_TASKS FOR THIS EXERCISE:_
A - From the hash function review thread, reproduce verbatim the part that opens with the words containing "Mon Jul 27 20:37:38" and closes with "worst case scenario.".
B - Check each statement against the hash function review thread. Answer yes or no for each, and quote the words from the thread that decide it: (i) Andrei writes that the table expansion is triggered before GC. (ii) Thomas suggests a jcmd option to print this table. (iii) The New Invoke Bindings JEP adds to this table.
C - Pick up the hash function review thread after its final line and keep it going.

_QUOTED PASSAGE:_
# # # #

RFR(XS) 8249719: MethodHandle performance suffers from bad ResolvedMethodTable hash function

Mon Jul 27 20:37:38 UTC 2020

I’m fine with that version.

Thanks, Thomas

On Mon 27. Jul 2020 at 22:30, Andrei Pangin <andrei.pangin at gmail.com> wrote:

> Thank you for the ideas. Checking the real bucket length looks attractive,
> but as far as I see, it does not always work. First, because the table
> expansion is triggered only after GC. Second, because it's still possible
> to intentionally generate hash collisions, but I believe the JVM should not
> crash even in the worst case scenario.
>
> Printing the hash value and parsing the logs looks a bit too artificial to
> me, while my original intention was to test the performance (or algorithmic
> complexity) of the code rather than the particular hash code algorithm.
>
> Anyway, if you all don't mind making the test manual, let me just
> stick with this option - not to make the test much more complicated than
> the fix itself :) especially if the table will be removed some time soon.
>
> Here's the updated webrev, just in case. It differs only in changing
> "timeout=300" to "manual".
> http://cr.openjdk.java.net/~apangin/8249719/webrev.2/
>
> Thanks again,
> Andrei
>
>
> пн, 27 июл. 2020 г. в 22:12, <coleen.phillimore at oracle.com>:
>
>>
>>
>> On 7/27/20 2:59 PM, Thomas Stüfe wrote:
>>
>> A manual test may be enough too, I mean how probable is it that this
>> particular error would ever resurface. Better would be, maybe, to just add
>> an assert into the insert path which fires if a bucket length is above a
>> certain threshold. That would catch all kinds of bad hashes, not just this
>> one case.
>>
>> BTW maybe we should add a jcmd option to print this table, like we have
>> for the symbol- and stringtable.
>>
>>
>> Erik Osterlund removes this table with the New Invoke Bindings JEP so
>> it's not worth adding more to this right now.

# # # #

_GIVEN DATA:_
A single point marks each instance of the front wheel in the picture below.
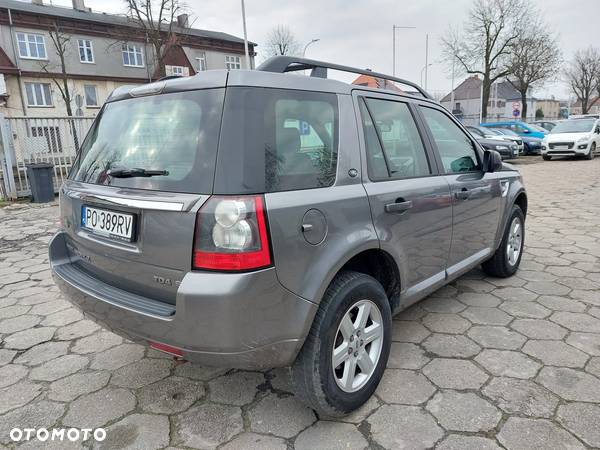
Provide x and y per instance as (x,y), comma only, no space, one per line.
(507,258)
(346,351)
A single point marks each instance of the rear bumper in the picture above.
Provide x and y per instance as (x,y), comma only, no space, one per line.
(238,320)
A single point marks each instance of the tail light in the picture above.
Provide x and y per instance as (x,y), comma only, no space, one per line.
(231,234)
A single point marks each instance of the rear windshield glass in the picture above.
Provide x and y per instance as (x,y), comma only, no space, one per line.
(175,133)
(276,140)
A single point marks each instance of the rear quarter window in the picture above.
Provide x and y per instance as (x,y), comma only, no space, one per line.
(276,140)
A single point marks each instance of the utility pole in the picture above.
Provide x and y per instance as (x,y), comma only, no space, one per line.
(245,37)
(394,27)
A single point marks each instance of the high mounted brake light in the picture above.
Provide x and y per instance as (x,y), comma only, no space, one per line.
(231,234)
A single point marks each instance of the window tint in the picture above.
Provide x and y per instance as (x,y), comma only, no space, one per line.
(455,148)
(392,124)
(276,140)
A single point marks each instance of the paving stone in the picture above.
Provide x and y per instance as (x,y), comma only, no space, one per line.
(11,373)
(117,357)
(418,429)
(506,363)
(141,373)
(253,441)
(406,356)
(238,388)
(460,442)
(19,323)
(96,343)
(451,346)
(446,323)
(208,425)
(478,299)
(284,417)
(581,419)
(539,329)
(486,316)
(403,331)
(137,431)
(454,374)
(457,411)
(71,387)
(58,368)
(171,395)
(76,330)
(17,395)
(521,397)
(496,337)
(95,410)
(404,386)
(525,309)
(332,436)
(535,434)
(577,321)
(42,414)
(570,384)
(555,353)
(42,353)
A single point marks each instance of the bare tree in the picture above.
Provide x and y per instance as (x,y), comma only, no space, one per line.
(157,19)
(535,58)
(484,45)
(582,75)
(281,41)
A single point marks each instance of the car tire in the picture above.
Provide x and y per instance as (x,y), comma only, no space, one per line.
(507,257)
(316,382)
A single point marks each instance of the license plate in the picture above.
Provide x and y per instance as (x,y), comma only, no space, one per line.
(108,223)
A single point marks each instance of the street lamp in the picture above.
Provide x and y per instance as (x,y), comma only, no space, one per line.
(306,46)
(394,27)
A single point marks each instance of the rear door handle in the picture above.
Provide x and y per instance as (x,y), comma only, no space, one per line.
(398,207)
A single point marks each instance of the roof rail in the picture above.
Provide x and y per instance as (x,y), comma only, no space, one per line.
(283,64)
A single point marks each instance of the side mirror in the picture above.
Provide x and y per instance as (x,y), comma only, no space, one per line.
(492,161)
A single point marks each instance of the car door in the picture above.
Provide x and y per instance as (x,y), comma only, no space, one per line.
(410,202)
(476,195)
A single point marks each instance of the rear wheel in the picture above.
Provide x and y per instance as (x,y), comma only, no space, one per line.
(346,351)
(507,258)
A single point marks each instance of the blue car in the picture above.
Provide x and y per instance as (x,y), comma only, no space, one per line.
(531,134)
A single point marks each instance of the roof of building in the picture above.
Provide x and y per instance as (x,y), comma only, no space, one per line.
(471,88)
(109,19)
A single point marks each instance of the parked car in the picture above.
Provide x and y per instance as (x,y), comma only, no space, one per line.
(577,137)
(547,125)
(252,219)
(492,133)
(531,145)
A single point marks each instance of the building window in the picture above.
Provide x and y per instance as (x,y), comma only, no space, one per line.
(86,52)
(201,58)
(233,62)
(38,94)
(91,95)
(132,55)
(31,46)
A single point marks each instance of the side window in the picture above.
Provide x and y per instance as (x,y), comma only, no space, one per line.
(390,123)
(456,149)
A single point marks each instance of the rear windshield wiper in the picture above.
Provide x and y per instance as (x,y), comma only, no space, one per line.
(135,172)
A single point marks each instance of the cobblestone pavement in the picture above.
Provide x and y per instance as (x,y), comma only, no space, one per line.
(483,363)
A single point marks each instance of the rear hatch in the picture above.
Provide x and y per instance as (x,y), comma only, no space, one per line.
(145,167)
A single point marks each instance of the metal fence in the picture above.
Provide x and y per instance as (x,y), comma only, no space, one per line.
(29,140)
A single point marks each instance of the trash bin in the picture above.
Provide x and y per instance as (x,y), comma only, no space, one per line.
(40,182)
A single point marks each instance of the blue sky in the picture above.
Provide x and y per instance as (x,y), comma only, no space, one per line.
(359,33)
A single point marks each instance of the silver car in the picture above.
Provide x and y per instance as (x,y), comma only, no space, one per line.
(256,219)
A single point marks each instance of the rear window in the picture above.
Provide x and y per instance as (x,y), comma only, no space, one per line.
(276,140)
(177,133)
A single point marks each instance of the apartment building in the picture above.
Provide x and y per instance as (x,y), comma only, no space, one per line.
(101,52)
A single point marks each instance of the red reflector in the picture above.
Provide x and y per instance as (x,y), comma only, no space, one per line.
(167,349)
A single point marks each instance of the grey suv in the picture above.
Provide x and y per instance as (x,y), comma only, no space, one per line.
(257,219)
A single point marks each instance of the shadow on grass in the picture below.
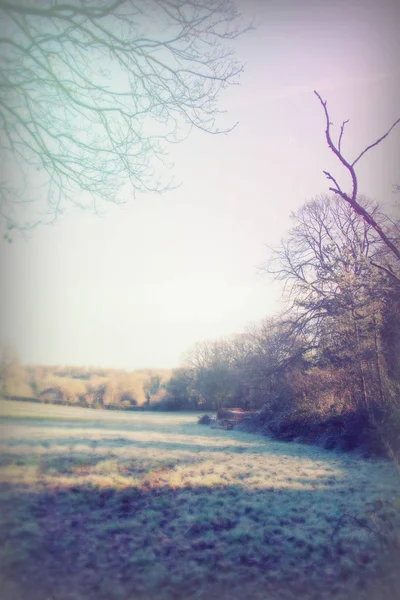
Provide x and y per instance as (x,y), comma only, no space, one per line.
(115,435)
(160,543)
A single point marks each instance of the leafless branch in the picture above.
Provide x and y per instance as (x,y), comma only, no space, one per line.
(92,92)
(352,198)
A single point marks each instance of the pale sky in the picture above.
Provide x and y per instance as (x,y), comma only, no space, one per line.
(138,286)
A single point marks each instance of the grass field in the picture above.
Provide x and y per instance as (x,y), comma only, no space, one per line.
(125,506)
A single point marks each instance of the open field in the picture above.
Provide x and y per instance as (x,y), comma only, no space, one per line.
(114,506)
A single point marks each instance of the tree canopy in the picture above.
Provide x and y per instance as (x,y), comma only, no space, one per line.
(91,92)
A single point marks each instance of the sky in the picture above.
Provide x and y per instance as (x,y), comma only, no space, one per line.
(137,286)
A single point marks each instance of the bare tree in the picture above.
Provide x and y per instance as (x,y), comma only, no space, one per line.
(92,90)
(352,197)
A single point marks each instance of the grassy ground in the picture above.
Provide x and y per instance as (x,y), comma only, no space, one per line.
(117,506)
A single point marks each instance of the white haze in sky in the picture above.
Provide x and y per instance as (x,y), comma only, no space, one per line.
(138,286)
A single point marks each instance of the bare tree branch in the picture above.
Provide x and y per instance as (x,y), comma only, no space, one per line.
(352,198)
(92,92)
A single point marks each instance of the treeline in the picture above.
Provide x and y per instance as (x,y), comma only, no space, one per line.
(78,386)
(328,368)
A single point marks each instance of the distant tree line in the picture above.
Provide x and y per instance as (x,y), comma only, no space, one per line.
(78,386)
(329,366)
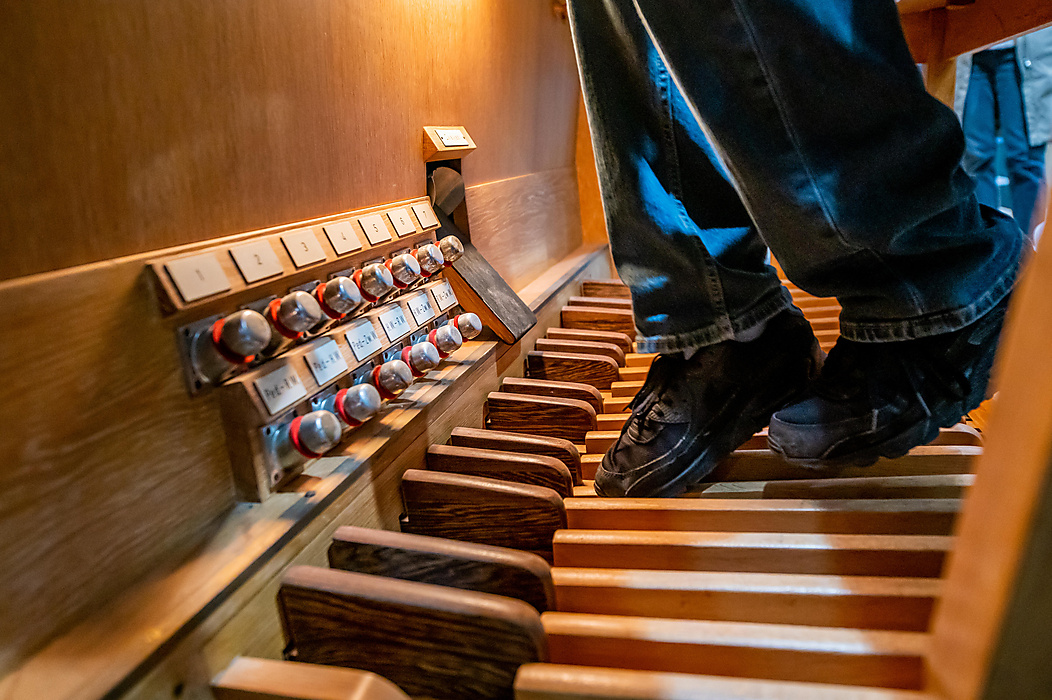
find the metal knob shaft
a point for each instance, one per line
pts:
(404, 268)
(375, 280)
(295, 313)
(451, 248)
(357, 404)
(421, 358)
(447, 339)
(430, 259)
(468, 324)
(339, 297)
(391, 378)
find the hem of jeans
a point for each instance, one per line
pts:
(720, 330)
(930, 324)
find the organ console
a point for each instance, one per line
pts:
(341, 378)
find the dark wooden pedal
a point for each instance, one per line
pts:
(594, 370)
(577, 391)
(432, 641)
(605, 288)
(481, 567)
(620, 320)
(582, 346)
(540, 415)
(483, 511)
(517, 467)
(533, 444)
(620, 339)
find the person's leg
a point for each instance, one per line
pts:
(686, 246)
(980, 130)
(1026, 165)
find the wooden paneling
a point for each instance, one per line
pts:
(136, 125)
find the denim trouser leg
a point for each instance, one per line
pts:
(679, 234)
(849, 168)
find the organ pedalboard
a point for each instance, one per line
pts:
(305, 334)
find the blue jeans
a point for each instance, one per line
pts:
(721, 125)
(995, 95)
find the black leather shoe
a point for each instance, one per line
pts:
(876, 400)
(690, 414)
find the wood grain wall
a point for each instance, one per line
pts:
(132, 125)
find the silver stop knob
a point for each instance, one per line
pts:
(468, 324)
(447, 339)
(451, 248)
(430, 259)
(338, 297)
(294, 314)
(375, 280)
(391, 378)
(357, 404)
(421, 358)
(404, 268)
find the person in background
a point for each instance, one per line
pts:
(1007, 88)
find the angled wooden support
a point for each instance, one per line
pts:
(789, 653)
(876, 602)
(266, 679)
(430, 640)
(531, 444)
(598, 371)
(481, 567)
(907, 556)
(537, 415)
(483, 511)
(836, 517)
(517, 467)
(561, 390)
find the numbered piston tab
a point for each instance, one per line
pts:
(391, 378)
(447, 339)
(404, 268)
(294, 314)
(430, 259)
(373, 281)
(229, 342)
(306, 437)
(468, 324)
(421, 358)
(451, 250)
(338, 297)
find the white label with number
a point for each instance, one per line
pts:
(303, 246)
(375, 228)
(198, 276)
(280, 388)
(444, 296)
(256, 261)
(395, 323)
(363, 340)
(401, 221)
(326, 362)
(421, 308)
(425, 216)
(451, 137)
(342, 237)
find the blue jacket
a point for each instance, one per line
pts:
(1034, 54)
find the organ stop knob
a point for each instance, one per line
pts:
(421, 358)
(451, 248)
(430, 259)
(373, 280)
(404, 268)
(391, 378)
(227, 343)
(468, 324)
(447, 339)
(338, 297)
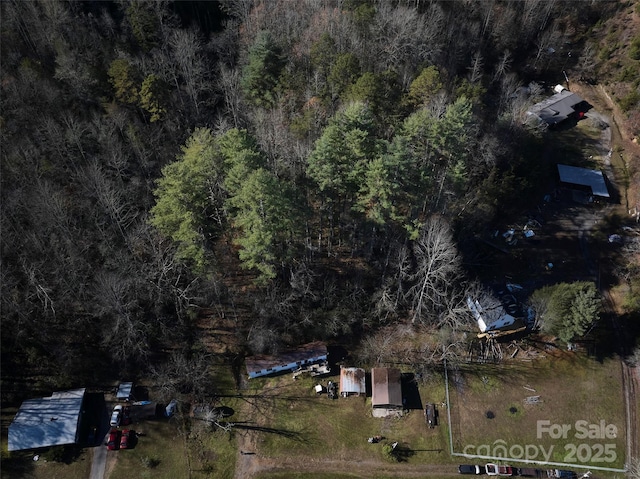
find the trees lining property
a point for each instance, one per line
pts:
(337, 153)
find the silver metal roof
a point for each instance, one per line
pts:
(45, 422)
(352, 381)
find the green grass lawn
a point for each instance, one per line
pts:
(570, 390)
(303, 423)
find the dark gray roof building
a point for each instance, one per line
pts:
(262, 365)
(557, 108)
(592, 179)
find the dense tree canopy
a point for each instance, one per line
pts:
(303, 170)
(567, 310)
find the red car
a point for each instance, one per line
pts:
(114, 440)
(124, 440)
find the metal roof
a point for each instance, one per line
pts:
(386, 389)
(45, 422)
(556, 108)
(124, 391)
(585, 177)
(308, 352)
(352, 381)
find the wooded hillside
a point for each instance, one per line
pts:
(315, 168)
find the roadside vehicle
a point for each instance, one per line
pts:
(114, 440)
(124, 440)
(529, 472)
(430, 415)
(116, 416)
(470, 469)
(498, 470)
(561, 473)
(126, 415)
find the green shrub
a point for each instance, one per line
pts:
(634, 50)
(628, 102)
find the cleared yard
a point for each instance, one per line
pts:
(163, 452)
(573, 402)
(308, 425)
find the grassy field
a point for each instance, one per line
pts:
(489, 410)
(303, 423)
(289, 423)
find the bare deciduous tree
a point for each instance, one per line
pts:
(437, 271)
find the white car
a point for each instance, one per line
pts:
(116, 416)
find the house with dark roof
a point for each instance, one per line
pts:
(46, 422)
(302, 357)
(352, 382)
(559, 107)
(386, 392)
(592, 181)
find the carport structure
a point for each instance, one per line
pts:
(386, 392)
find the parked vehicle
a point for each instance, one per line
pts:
(114, 440)
(470, 469)
(126, 415)
(124, 440)
(431, 415)
(499, 470)
(116, 416)
(171, 408)
(561, 474)
(529, 472)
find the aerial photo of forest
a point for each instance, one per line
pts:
(187, 184)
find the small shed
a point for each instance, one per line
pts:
(491, 319)
(386, 392)
(352, 382)
(48, 421)
(124, 391)
(305, 355)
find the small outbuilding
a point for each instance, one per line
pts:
(303, 356)
(352, 382)
(491, 319)
(46, 422)
(386, 392)
(124, 391)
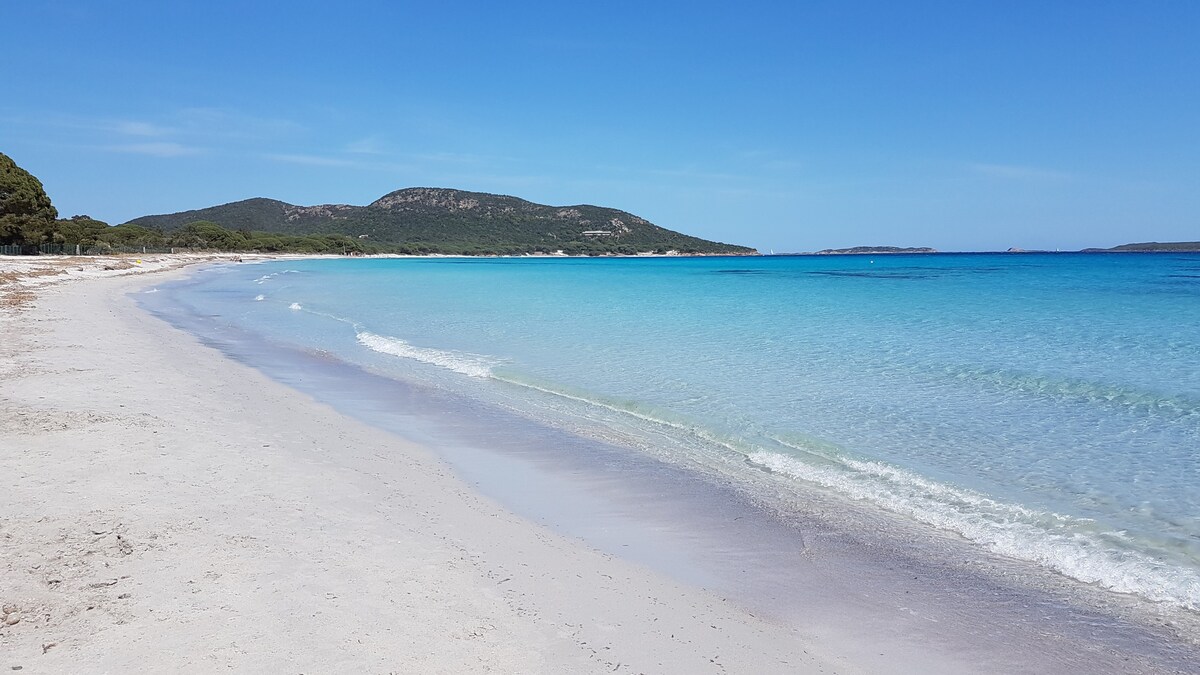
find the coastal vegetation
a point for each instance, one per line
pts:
(413, 221)
(432, 220)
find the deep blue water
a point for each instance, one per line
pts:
(1043, 406)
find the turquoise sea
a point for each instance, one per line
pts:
(1044, 407)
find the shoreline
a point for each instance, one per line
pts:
(535, 581)
(855, 575)
(168, 508)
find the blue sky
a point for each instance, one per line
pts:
(787, 126)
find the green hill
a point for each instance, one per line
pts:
(453, 221)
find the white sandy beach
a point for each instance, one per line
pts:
(166, 509)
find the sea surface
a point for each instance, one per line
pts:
(1044, 407)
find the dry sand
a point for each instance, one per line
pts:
(166, 509)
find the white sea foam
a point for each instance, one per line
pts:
(267, 278)
(474, 365)
(1067, 545)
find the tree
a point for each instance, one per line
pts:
(27, 215)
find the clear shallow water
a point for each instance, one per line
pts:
(1045, 407)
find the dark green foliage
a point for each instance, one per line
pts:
(425, 220)
(27, 215)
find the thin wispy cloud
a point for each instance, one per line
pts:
(370, 145)
(1017, 172)
(160, 149)
(142, 129)
(311, 160)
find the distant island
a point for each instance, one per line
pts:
(436, 220)
(874, 250)
(1150, 248)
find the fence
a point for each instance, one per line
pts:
(79, 250)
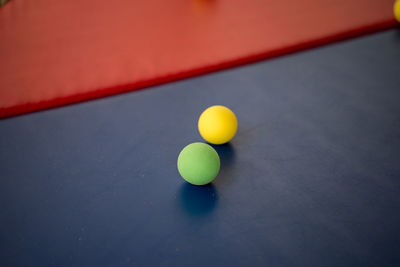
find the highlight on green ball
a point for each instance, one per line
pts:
(198, 163)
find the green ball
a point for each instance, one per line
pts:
(198, 163)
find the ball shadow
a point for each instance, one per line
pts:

# # # #

_RESULTS BY TASK:_
A -
Mon Jul 27 20:37:38 UTC 2020

I’m fine with that version.

Thanks, Thomas

On Mon 27. Jul 2020 at 22:30, Andrei Pangin <andrei.pangin at gmail.com> wrote:

> Thank you for the ideas. Checking the real bucket length looks attractive,
> but as far as I see, it does not always work. First, because the table
> expansion is triggered only after GC. Second, because it's still possible
> to intentionally generate hash collisions, but I believe the JVM should not
> crash even in the worst case scenario.

B -
(i) No: "expansion is triggered only after GC"
(ii) Yes: "maybe we should add a jcmd option to print this table"
(iii) No: "Erik Osterlund removes this table with the New Invoke Bindings JEP"

C -
>> thanks,
>> Coleen
>>
>>
>> Cheers Thomas
>>
>> On Mon, Jul 27, 2020 at 8:44 PM <coleen.phillimore at oracle.com> wrote:
>>
>>>
>>>
>>> On 7/27/20 2:33 PM, Volker Simonis wrote:
>>>
>>> I like this solution although it introduces a hard dependency on the
>>> exact log format. But that's probably not a big issue.
>>>
>>> Another possibility would probably be to add a gtest.
>>>
>>> But I'd also be happy to make the current test a manual test.
>>>
>>> Let's see what Coleen's opinion is. We can use her as a tiebreaker :)
>>>
>>> Otherwise I'll leave it up to Andrei to choose his preferred option :)
>>>
>>>
>>> So what I suggested is risky (I'm curious to see if it works).  My
>>> second choice is to make it a manual test.  Hopefully we won't be changing
>>> up the hashcode all the time and risk breaking this again.
>>> thanks,
>>> Coleen
>>>
>>>
>>>
>>> On Mon, Jul 27, 2020 at 8:04 PM Thomas Stüfe <thomas.stuefe at gmail.com>
>>> wrote:
>>>
>>>> Hi Andrei,
>>>>
>>>> I was afraid this might happen, but only occurred to me after the
>>>> review.
>>>>
>>>> My proposal would be:
>>>>
>>>> - in resolvedMethodTable.cpp, extend the log message in log_insert()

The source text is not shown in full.